▼▼▼

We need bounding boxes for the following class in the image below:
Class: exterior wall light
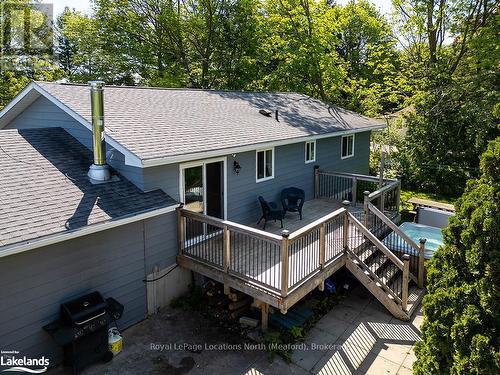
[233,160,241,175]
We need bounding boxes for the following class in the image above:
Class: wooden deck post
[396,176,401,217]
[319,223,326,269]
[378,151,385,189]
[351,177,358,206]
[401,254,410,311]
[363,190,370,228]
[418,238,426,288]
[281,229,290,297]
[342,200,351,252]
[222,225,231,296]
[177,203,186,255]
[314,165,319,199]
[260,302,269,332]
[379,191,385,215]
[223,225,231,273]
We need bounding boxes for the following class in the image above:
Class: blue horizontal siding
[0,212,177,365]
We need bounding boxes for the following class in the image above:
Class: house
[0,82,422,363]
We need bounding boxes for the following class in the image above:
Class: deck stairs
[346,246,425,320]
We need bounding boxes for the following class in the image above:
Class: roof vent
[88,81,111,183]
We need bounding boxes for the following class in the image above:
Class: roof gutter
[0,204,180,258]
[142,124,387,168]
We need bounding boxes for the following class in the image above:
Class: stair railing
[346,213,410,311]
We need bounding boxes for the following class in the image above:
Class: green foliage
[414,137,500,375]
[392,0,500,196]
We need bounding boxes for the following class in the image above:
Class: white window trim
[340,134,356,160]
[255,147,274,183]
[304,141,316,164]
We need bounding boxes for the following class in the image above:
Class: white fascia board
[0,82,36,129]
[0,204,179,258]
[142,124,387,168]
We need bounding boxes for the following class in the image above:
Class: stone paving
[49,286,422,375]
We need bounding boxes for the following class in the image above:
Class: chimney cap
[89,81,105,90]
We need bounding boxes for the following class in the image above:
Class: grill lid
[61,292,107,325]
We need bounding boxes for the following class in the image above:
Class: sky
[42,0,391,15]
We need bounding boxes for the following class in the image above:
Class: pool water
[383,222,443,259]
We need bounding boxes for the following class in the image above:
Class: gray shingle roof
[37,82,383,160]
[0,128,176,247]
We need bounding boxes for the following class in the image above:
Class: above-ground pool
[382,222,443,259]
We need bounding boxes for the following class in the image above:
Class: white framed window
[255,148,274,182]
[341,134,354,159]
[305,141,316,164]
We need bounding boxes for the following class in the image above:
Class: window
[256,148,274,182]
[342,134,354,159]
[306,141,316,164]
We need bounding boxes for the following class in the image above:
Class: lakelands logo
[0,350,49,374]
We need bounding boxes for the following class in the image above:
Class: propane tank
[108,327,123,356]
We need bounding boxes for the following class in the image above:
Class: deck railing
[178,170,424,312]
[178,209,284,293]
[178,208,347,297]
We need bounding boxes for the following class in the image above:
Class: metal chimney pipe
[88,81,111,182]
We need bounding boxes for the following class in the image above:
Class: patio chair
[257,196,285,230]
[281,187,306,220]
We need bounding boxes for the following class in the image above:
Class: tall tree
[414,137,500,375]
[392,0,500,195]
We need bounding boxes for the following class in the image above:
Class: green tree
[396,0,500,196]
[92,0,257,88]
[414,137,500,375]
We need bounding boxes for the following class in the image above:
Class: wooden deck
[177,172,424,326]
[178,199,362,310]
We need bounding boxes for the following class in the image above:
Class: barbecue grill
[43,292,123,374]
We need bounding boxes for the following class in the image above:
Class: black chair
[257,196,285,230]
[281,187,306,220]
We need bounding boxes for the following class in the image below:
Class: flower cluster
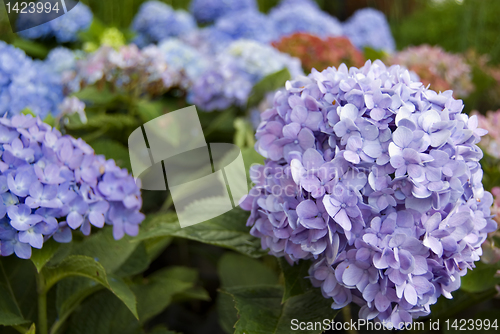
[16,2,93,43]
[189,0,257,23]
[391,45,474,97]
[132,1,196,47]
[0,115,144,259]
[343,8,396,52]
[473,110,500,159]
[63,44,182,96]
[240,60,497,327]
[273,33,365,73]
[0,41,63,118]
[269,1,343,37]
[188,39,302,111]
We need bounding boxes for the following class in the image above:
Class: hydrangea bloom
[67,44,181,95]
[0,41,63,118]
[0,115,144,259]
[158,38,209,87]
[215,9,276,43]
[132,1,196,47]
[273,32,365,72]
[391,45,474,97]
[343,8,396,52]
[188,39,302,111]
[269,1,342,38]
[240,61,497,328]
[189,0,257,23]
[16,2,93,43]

▲▲▲

TASK => How many lines in the records contain the string "grill" with matching case? Give only the number.

RESULT OF THIS EXERCISE => 2